GIVEN PASSAGE =>
.....

If you want to see a movie packed wall to wall with unbridled joy, keep a look out for this one. A documentary about a worldwide science fair? Indeed! Seeing these kids from all over the globe giddy at the chance to showcase how they will change the world is both inspiring and inectious, and provides a truly welcome beacon of hope in an otherwise dark world. This movie is overflowing with charm, a delightfully ironic wave of movie magic that happens to be about science.

What I said then: I found Science Fair to be deeply, deeply affecting — in a profoundly positive way. How often does a documentary make you cry tears of joy?

a fantastic woman 7. A Fantastic Woman A-

Attention to all those who lament the dearth of trans actors playing the trans roles that tell their stories: look no further than A Fantastic Woman, a delicately executed Chilean film about a young trans woman facing the vicious prejudices of the older man she's in a relationship with after he dies unexpectedly, as well as the broader prejduices of her culture. It's a sad story, true, but nowhere near as sad as it could have been, and the performance of the lead actor, Daniela Vega, is indeed fantastic.

.....

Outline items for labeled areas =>
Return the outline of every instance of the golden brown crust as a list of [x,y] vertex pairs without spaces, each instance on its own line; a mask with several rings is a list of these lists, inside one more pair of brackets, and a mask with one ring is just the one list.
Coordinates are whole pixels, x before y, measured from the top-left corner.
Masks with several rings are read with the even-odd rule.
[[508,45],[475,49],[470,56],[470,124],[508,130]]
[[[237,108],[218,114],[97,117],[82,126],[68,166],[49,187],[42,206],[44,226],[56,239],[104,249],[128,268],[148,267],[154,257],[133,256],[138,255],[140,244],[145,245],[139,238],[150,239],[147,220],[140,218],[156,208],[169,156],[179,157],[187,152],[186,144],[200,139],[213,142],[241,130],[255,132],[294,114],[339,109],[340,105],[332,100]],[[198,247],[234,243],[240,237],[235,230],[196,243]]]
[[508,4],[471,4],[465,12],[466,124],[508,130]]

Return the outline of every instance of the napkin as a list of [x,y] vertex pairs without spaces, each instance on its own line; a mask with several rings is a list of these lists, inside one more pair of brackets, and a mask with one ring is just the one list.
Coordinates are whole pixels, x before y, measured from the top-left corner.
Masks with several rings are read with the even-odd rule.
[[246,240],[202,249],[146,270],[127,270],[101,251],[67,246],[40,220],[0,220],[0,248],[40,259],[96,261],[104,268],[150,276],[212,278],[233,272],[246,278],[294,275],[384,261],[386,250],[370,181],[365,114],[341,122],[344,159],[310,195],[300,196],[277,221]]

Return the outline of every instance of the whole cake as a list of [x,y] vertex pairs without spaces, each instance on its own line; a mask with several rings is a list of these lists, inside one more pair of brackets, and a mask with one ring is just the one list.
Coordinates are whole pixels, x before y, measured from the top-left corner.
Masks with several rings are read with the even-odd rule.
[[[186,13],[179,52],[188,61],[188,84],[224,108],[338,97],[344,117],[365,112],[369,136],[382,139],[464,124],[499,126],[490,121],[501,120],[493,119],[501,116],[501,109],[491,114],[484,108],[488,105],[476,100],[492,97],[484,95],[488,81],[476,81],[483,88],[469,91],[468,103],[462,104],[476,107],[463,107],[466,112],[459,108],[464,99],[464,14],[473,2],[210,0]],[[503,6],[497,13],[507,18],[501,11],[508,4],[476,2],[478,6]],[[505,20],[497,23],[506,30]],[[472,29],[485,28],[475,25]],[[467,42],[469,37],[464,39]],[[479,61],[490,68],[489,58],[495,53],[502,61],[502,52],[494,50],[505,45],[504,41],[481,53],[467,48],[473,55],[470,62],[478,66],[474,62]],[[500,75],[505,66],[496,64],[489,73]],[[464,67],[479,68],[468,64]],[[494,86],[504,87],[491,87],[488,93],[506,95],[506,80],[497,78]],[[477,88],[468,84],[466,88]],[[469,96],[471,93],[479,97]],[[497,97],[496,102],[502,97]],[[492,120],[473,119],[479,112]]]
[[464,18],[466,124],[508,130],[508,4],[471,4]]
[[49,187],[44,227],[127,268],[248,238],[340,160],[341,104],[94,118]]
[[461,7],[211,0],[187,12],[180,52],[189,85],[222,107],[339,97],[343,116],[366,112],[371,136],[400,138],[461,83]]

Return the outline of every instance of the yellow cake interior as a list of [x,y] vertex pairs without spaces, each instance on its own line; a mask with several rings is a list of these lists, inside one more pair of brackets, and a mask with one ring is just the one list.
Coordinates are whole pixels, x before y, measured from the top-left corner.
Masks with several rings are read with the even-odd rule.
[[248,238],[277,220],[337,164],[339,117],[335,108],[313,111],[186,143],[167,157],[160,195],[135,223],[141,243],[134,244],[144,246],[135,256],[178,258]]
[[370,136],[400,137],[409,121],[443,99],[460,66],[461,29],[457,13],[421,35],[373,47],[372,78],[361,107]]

.....

TASKS FOR THIS EXERCISE =>
a - Decide whether each statement agrees with the review excerpt, answering yes or no and quoting the deciding words: (i) Science Fair is a documentary about a national science fair. (ii) A Fantastic Woman is a Chilean film. (iii) In A Fantastic Woman, the older man dies unexpectedly.
b - Gather every line of the listing that contains the string "without".
The review excerpt and the listing are unrelated to each other.

REPLIES =>
a -
(i) No: "A documentary about a worldwide science fair?"
(ii) Yes: "a delicately executed Chilean film"
(iii) Yes: "after he dies unexpectedly"

b -
Return the outline of every instance of the golden brown crust as a list of [x,y] vertex pairs without spaces, each instance on its own line; a mask with several rings is a list of these lists, inside one more pair of brackets, and a mask with one ring is just the one list.
Return the outline of every instance of the napkin as a list of [x,y] vertex pairs without spaces, each instance on its own line; a mask with several rings is a list of these lists, inside one more pair of brackets, and a mask with one ring is just the one list.
Return the outline of every instance of the whole cake as a list of [x,y] vertex pairs without spaces, each instance on its own line; a mask with several rings is a list of these lists, inside one more pair of brackets, and a mask with one ring is just the one list.
Return the outline of every instance of the yellow cake interior as a list of [x,y] vertex pairs without spaces, each instance on its own line; a mask with several rings is a list of these lists, inside one more pair of brackets, and a mask with one ring is just the one list.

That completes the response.